• **EXERCISE OBJECTIVE**
Look through the entries for the line containing "Guideline: the keypoint for each instance of the white". Then output that line and every line after it, exactly, to the end.

[RECORD EXTRACTS Boundary: Start]

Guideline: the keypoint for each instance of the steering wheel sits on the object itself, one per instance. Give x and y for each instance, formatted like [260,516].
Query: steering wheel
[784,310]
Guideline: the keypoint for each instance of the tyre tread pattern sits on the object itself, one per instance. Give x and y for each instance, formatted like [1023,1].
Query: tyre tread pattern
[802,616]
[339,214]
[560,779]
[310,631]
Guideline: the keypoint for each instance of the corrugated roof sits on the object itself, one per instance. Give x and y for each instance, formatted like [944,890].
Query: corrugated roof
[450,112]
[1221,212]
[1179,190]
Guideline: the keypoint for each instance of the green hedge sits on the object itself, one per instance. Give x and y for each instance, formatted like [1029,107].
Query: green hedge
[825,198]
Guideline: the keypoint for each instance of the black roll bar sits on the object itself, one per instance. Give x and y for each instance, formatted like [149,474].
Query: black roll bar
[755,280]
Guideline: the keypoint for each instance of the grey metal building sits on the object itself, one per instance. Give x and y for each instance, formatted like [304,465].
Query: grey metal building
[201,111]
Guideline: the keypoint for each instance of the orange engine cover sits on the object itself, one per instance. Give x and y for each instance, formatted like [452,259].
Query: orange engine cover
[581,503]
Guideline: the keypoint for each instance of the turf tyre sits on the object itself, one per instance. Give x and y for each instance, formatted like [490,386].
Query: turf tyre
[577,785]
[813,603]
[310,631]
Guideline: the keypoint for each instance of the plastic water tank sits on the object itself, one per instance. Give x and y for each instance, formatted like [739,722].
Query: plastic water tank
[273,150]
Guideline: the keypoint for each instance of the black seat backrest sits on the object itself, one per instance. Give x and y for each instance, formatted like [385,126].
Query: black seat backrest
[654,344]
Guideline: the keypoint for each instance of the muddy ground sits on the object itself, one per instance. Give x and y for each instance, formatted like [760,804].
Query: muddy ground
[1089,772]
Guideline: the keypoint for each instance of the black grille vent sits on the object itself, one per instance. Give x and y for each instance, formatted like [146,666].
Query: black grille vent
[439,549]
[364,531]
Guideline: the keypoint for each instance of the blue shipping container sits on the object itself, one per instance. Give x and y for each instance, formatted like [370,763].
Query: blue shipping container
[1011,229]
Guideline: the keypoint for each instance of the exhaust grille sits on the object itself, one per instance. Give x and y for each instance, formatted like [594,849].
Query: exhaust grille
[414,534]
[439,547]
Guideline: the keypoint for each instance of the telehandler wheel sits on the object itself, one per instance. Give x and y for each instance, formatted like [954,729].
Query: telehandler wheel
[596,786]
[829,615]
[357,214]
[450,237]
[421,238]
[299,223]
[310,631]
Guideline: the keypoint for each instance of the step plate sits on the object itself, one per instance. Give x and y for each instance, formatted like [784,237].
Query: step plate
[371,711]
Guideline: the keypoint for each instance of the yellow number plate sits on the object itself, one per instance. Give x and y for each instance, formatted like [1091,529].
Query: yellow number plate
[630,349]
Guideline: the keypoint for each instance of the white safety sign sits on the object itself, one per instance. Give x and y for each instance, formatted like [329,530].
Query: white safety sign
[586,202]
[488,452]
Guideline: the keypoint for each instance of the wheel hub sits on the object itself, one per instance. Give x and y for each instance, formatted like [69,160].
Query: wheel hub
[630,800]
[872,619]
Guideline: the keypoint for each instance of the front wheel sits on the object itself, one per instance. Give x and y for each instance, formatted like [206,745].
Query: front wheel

[RECORD EXTRACTS Boundary: End]

• **SOLUTION TO THIS EXERCISE**
Guideline: the keypoint for each instance of the white safety sign sits on the object itself, one per instance. Give x and y for each instance, formatted like [329,530].
Query: white safety sign
[586,202]
[488,452]
Guideline: the keypoint for each instance of the wheel hub sits on the object itself, one per instance. Give x and y for each instance, formatted like [69,160].
Query: wheel hub
[630,800]
[872,619]
Guideline: the keypoint for each instance of the front wheel sits on the object itself, one per instance. Give x and y for each instance, formatted like [206,745].
Query: front wheel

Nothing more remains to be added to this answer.